*Problems and tasks*
1. Decide whether each statement agrees with the text on Iberian lynx genetics below, answering yes or no and quoting the words from that text that decide it. (a) The complete genome of the Iberian lynx was published in 2016. (b) Today's Iberian lynxes are less genetically diverse than the species was thousands of years ago. (c) The new study was led by researchers from the Doñana Biological Station.
2. Pick up the text on Iberian lynx genetics below after its last sentence and carry it forward.

*Document text*
An Iberian lynx in forrest

Thanks to genetic exchange, the Iberian lynx is more diverse now than it was 4,000 years ago, a finding that will help to decide on future conservation strategies for the species, as its genetic viability is not yet guaranteed.

The sequencing of the complete genome of the Iberian lynx (Lynx pardinus), published in 2016, provided a valuable tool to researchers working on the conservation of this animal, emblematic of the peninsular fauna. In parallel to efforts to increase the population of the felid, experts point out that ensuring genetic variety is essential for the species to adapt to changes in the environment, consolidate its reproductive capacity or increase the chances of surviving diseases.

This Monday, a new study led by researchers from the Doñana Biological Station provides new information on the genetic past of the species. The study indicates that the genetic diversity of today’s Iberian lynxes is greater than that of the species thousands of years ago. The researchers believe that genetic mixing with its closest relative, the common lynx (Lynx lynx, also called boreal or Eurasian lynx), contributed to the greater genetic variation of the modern Iberian lynx, despite population declines in recent centuries.

*Stored data*
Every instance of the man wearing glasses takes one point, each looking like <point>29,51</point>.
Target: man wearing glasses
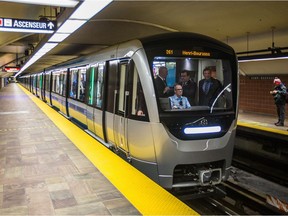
<point>178,101</point>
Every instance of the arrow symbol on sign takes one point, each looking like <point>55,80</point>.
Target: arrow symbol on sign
<point>50,25</point>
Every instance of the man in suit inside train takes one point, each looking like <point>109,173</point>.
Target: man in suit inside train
<point>208,88</point>
<point>189,86</point>
<point>161,86</point>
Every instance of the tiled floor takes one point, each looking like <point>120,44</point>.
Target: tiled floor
<point>262,120</point>
<point>42,172</point>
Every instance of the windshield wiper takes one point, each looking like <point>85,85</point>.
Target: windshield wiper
<point>226,88</point>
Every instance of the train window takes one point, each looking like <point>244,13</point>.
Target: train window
<point>47,82</point>
<point>121,103</point>
<point>99,85</point>
<point>62,83</point>
<point>56,81</point>
<point>73,83</point>
<point>81,84</point>
<point>112,85</point>
<point>91,81</point>
<point>138,100</point>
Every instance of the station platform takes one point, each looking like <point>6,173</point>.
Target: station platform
<point>49,166</point>
<point>262,124</point>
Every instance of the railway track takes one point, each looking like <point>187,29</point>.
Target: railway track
<point>237,201</point>
<point>262,155</point>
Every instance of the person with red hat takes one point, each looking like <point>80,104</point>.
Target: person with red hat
<point>279,94</point>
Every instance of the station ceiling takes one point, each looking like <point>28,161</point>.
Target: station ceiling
<point>244,25</point>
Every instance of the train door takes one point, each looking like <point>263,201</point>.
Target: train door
<point>94,96</point>
<point>121,111</point>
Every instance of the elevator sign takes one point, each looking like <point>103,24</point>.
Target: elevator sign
<point>23,25</point>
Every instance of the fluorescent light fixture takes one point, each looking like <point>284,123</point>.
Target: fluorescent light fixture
<point>202,130</point>
<point>59,3</point>
<point>27,30</point>
<point>71,26</point>
<point>57,37</point>
<point>89,8</point>
<point>47,47</point>
<point>83,13</point>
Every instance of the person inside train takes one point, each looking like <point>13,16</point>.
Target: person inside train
<point>208,88</point>
<point>189,86</point>
<point>279,94</point>
<point>161,86</point>
<point>221,100</point>
<point>178,101</point>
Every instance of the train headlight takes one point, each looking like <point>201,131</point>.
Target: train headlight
<point>202,130</point>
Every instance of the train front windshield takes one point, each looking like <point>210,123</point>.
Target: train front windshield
<point>192,84</point>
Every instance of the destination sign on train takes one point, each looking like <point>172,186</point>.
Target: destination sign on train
<point>188,53</point>
<point>23,25</point>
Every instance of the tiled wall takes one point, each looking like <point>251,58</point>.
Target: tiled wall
<point>254,94</point>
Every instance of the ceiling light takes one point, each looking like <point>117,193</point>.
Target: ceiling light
<point>27,30</point>
<point>89,8</point>
<point>59,3</point>
<point>264,57</point>
<point>70,26</point>
<point>57,37</point>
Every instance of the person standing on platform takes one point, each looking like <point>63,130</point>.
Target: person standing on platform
<point>279,94</point>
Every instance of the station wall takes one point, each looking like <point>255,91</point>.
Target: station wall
<point>254,94</point>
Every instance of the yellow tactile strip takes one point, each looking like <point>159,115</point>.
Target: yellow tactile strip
<point>145,195</point>
<point>256,125</point>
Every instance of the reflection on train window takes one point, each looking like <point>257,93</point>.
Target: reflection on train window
<point>47,81</point>
<point>56,81</point>
<point>81,84</point>
<point>62,81</point>
<point>91,75</point>
<point>121,103</point>
<point>139,107</point>
<point>99,85</point>
<point>73,83</point>
<point>218,91</point>
<point>95,85</point>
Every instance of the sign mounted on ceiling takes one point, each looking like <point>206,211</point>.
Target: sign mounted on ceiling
<point>23,25</point>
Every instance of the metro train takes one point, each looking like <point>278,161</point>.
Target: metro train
<point>176,148</point>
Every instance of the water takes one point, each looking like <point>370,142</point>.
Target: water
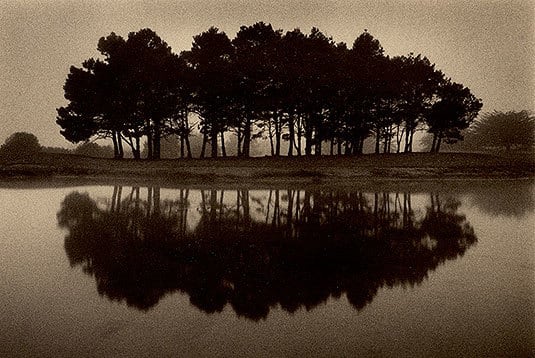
<point>149,271</point>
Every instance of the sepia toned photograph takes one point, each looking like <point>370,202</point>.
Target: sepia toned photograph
<point>250,178</point>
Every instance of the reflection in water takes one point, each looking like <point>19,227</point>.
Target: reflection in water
<point>289,247</point>
<point>504,199</point>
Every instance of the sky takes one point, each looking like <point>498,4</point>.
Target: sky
<point>488,46</point>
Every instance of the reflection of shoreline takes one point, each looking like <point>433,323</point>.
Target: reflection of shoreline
<point>293,248</point>
<point>504,199</point>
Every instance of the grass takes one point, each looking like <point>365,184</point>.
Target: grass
<point>405,166</point>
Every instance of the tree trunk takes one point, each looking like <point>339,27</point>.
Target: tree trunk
<point>377,140</point>
<point>223,149</point>
<point>120,145</point>
<point>437,149</point>
<point>432,150</point>
<point>213,142</point>
<point>247,138</point>
<point>278,126</point>
<point>115,146</point>
<point>270,133</point>
<point>156,140</point>
<point>203,148</point>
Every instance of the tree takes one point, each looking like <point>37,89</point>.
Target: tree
<point>503,130</point>
<point>137,90</point>
<point>20,145</point>
<point>210,61</point>
<point>419,82</point>
<point>92,149</point>
<point>454,111</point>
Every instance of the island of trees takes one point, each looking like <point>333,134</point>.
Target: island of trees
<point>305,93</point>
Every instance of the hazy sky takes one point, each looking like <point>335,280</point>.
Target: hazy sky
<point>486,45</point>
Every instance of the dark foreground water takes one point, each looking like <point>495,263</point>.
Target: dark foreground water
<point>137,271</point>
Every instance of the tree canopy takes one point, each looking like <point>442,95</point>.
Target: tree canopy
<point>299,90</point>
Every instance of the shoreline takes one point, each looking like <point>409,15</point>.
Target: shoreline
<point>372,170</point>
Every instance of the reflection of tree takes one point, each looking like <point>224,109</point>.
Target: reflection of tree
<point>506,198</point>
<point>311,245</point>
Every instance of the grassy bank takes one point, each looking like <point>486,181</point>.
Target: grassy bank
<point>407,166</point>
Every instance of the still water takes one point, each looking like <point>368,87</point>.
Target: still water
<point>149,271</point>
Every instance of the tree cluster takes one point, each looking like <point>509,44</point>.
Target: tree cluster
<point>304,89</point>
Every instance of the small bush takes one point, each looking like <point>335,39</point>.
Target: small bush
<point>20,145</point>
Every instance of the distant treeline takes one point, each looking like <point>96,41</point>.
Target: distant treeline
<point>305,89</point>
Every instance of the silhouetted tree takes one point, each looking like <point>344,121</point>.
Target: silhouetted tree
<point>93,149</point>
<point>210,60</point>
<point>20,145</point>
<point>503,130</point>
<point>454,111</point>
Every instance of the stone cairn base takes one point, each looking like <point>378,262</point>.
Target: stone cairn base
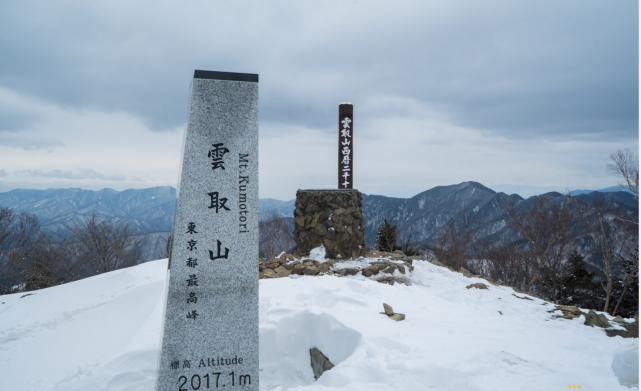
<point>388,268</point>
<point>333,218</point>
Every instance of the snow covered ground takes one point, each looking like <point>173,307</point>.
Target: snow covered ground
<point>103,333</point>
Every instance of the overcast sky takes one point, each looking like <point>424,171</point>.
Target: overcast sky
<point>522,96</point>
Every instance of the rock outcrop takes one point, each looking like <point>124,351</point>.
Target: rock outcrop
<point>383,267</point>
<point>333,218</point>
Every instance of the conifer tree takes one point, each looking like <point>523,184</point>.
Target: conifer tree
<point>386,237</point>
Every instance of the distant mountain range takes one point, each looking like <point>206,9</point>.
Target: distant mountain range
<point>152,210</point>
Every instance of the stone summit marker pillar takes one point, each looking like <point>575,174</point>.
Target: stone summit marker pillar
<point>333,218</point>
<point>210,333</point>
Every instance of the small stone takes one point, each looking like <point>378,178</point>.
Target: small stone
<point>390,269</point>
<point>594,319</point>
<point>569,311</point>
<point>397,317</point>
<point>618,319</point>
<point>311,271</point>
<point>465,272</point>
<point>351,272</point>
<point>478,285</point>
<point>319,362</point>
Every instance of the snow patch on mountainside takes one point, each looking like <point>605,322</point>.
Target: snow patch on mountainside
<point>103,333</point>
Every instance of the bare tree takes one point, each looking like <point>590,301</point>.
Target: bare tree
<point>612,236</point>
<point>17,236</point>
<point>633,273</point>
<point>625,164</point>
<point>102,246</point>
<point>545,226</point>
<point>51,262</point>
<point>274,235</point>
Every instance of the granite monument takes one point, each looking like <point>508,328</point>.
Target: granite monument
<point>210,333</point>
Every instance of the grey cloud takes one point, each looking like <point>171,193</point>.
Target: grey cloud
<point>520,69</point>
<point>28,143</point>
<point>83,173</point>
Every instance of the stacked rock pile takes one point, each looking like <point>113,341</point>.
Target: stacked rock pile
<point>376,265</point>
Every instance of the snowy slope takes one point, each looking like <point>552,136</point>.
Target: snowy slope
<point>103,333</point>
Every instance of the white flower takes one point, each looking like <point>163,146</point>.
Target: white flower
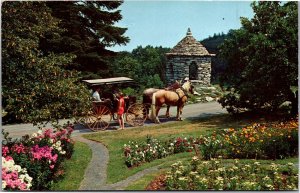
<point>3,184</point>
<point>18,168</point>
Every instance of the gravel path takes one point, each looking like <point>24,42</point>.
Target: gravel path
<point>96,172</point>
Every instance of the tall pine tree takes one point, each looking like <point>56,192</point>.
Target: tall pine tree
<point>36,86</point>
<point>89,31</point>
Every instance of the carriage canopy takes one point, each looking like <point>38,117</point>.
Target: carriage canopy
<point>108,81</point>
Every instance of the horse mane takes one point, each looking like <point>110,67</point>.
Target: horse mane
<point>174,86</point>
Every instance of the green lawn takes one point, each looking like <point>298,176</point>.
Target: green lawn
<point>74,168</point>
<point>115,140</point>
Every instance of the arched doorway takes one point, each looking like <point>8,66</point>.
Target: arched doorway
<point>193,71</point>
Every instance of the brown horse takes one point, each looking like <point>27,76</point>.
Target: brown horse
<point>171,98</point>
<point>148,93</point>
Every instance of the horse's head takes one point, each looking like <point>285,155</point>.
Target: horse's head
<point>188,87</point>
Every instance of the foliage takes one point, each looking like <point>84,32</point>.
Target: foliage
<point>40,155</point>
<point>74,168</point>
<point>35,85</point>
<point>214,175</point>
<point>137,153</point>
<point>89,30</point>
<point>251,142</point>
<point>218,64</point>
<point>262,59</point>
<point>145,65</point>
<point>259,141</point>
<point>14,177</point>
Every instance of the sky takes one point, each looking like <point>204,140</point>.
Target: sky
<point>165,23</point>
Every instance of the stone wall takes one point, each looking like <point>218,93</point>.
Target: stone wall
<point>178,68</point>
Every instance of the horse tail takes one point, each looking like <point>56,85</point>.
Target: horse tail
<point>153,110</point>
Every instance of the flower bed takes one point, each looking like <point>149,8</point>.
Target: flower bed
<point>137,153</point>
<point>37,159</point>
<point>252,142</point>
<point>214,175</point>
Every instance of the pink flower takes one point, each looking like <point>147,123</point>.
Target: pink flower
<point>7,158</point>
<point>5,151</point>
<point>18,148</point>
<point>48,132</point>
<point>22,186</point>
<point>43,152</point>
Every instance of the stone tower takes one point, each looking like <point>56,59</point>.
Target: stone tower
<point>189,58</point>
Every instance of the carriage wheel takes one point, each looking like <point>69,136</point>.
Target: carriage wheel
<point>99,119</point>
<point>136,114</point>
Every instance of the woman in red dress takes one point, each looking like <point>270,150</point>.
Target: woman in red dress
<point>121,109</point>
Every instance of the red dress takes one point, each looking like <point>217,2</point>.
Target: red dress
<point>121,108</point>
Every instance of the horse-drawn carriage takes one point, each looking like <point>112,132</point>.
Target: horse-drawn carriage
<point>102,113</point>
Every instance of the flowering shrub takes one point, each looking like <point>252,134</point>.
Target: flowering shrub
<point>256,141</point>
<point>139,152</point>
<point>14,177</point>
<point>40,154</point>
<point>260,141</point>
<point>214,175</point>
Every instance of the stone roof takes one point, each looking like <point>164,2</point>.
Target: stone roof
<point>189,46</point>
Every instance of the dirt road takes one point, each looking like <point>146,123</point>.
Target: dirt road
<point>191,110</point>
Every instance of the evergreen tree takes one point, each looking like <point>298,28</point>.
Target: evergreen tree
<point>35,85</point>
<point>263,59</point>
<point>89,31</point>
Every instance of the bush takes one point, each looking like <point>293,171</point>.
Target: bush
<point>264,142</point>
<point>214,175</point>
<point>137,153</point>
<point>40,155</point>
<point>251,142</point>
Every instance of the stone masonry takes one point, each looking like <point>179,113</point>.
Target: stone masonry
<point>189,58</point>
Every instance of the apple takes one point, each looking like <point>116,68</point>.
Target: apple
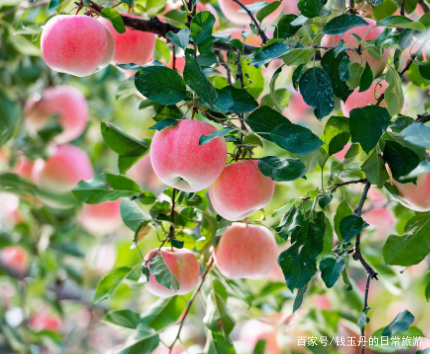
<point>246,251</point>
<point>180,162</point>
<point>101,219</point>
<point>75,45</point>
<point>230,10</point>
<point>241,190</point>
<point>64,168</point>
<point>376,66</point>
<point>133,46</point>
<point>67,102</point>
<point>183,264</point>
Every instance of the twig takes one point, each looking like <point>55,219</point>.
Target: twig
<point>261,33</point>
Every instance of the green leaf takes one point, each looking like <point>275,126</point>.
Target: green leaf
<point>412,247</point>
<point>160,84</point>
<point>331,64</point>
<point>296,139</point>
<point>269,52</point>
<point>336,134</point>
<point>367,124</point>
<point>114,17</point>
<point>8,119</point>
<point>162,273</point>
<point>122,318</point>
<point>317,91</point>
<point>374,168</point>
<point>198,82</point>
<point>311,8</point>
<point>401,323</point>
<point>298,262</point>
<point>109,283</point>
<point>264,120</point>
<point>366,78</point>
<point>105,188</point>
<point>281,169</point>
<point>201,26</point>
<point>350,226</point>
<point>340,24</point>
<point>181,39</point>
<point>331,269</point>
<point>418,134</point>
<point>400,159</point>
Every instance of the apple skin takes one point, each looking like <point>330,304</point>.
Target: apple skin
<point>101,219</point>
<point>74,45</point>
<point>246,251</point>
<point>65,101</point>
<point>361,99</point>
<point>183,264</point>
<point>133,46</point>
<point>230,10</point>
<point>16,258</point>
<point>241,190</point>
<point>180,162</point>
<point>66,166</point>
<point>376,66</point>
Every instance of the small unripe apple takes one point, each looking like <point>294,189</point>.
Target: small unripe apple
<point>183,264</point>
<point>67,102</point>
<point>241,190</point>
<point>74,45</point>
<point>246,251</point>
<point>133,46</point>
<point>180,162</point>
<point>66,166</point>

*Answers to the tasks*
1.
(a) Yes: "The sequencing of the complete genome of the Iberian lynx (Lynx pardinus), published in 2016"
(b) No: "the genetic diversity of today’s Iberian lynxes is greater than that of the species thousands of years ago"
(c) Yes: "led by researchers from the Doñana Biological Station"

2.
It is estimated that thousands of years ago, the distribution of the Iberian lynx extended as far south as France and Italy. The boreal lynx, on the other hand, until recently inhabited the north of the peninsula, creating opportunities for genetic exchange between the two species. This flow would have spread over the years to modern populations.

“The analyses revealed that modern lynxes shared more genetic material with their sister species, the Eurasian lynx, than the older lynxes. This suggests that there would have been a genetic exchange between the two species during the last two millennia,” summarizes researcher María Lucena, first author of the study published in the journal Nature Ecology & Evolution, who developed this work during her doctoral thesis in Doñana.

The analysis is based on the sequencing of the genomes of three ancient Iberian lynxes from fossil bone samples (dated approximately 2,000 to 4,000 years ago): one from Andújar from around 4,300 years ago, another from Alcanar in Tarragona from 2,500 years ago and another from Algarve in Portugal, dated approximately 2,100 years ago. They then compared these genomes with the available data from 30 current specimens, with a boreal lynx that lived approximately 2,500 years ago, from the north of the peninsula, and with 12 modern boreal lynx from six different populations.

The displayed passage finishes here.